** start EXERCISE INPUTS **

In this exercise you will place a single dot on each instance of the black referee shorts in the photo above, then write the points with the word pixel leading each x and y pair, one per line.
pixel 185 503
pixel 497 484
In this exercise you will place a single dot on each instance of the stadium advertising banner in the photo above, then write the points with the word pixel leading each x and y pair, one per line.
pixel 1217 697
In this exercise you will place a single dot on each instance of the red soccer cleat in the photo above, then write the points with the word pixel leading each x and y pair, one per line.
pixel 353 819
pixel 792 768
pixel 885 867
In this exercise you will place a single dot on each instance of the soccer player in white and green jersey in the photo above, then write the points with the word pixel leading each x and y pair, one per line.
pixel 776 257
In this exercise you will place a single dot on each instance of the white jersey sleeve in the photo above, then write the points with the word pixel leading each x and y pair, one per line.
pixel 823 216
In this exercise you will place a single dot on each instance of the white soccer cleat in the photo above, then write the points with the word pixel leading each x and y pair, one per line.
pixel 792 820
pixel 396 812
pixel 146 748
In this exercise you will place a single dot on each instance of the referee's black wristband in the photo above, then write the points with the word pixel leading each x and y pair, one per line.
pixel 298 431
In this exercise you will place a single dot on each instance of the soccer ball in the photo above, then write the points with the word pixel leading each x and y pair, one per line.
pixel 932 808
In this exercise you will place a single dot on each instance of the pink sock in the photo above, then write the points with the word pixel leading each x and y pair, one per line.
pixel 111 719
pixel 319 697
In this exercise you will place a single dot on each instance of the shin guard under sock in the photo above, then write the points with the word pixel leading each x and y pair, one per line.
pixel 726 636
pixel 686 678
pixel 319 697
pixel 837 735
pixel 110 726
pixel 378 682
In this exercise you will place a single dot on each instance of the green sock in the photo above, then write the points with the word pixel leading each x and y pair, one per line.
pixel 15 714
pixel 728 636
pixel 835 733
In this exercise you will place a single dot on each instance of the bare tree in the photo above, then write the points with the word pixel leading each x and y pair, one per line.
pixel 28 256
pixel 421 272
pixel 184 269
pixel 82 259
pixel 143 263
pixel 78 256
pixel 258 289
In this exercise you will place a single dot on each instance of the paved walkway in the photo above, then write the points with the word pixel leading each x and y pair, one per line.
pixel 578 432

** end EXERCISE INPUTS **

#### EXERCISE GOAL
Rewrite the items from the start through the line containing "pixel 932 808", substituting "small mark" for every "single dot" and leaving everything else unchanged.

#### FULL RESPONSE
In this exercise you will place a small mark on each instance of the black referee shorts in the photo above, then write the points with the word pixel leading each x and y pair, one per line.
pixel 185 503
pixel 497 484
In this exercise you will place a small mark on each instance of the stadium advertising banner in the photo above, then write the points with the word pixel leading each x and y pair, one per line.
pixel 1217 697
In this exercise you will place a small mark on each instance of the red soccer cleat in the photo above, then write the points with the word pixel leading each x and y pair, one per line.
pixel 353 819
pixel 792 768
pixel 885 867
In this exercise you will place a small mark on each instance of the soccer player in white and green jersey in the photo above, then write the points with the word pixel leading each x and y pair, one per line.
pixel 776 257
In this exercise you will place a small mark on each instance of the white jersey sleeve in the photo above, then write the points with the word pixel leading each x and y pair, one per line.
pixel 823 216
In this exercise you will place a small mark on each instance of the white soccer cleat in the photo above, then write the points with the word pixel leading each x and y pair, one per line.
pixel 792 820
pixel 396 812
pixel 146 748
In this exercise you will place a small mark on each instance of the referee's black wristband in the photo above, then write the points with the word pixel leading each x and y pair, one per line.
pixel 298 431
In this exercise you will place a small mark on each instance of the soccer ball in the photo above, then write the points with the word pixel leading each x and y pair, one per line.
pixel 932 808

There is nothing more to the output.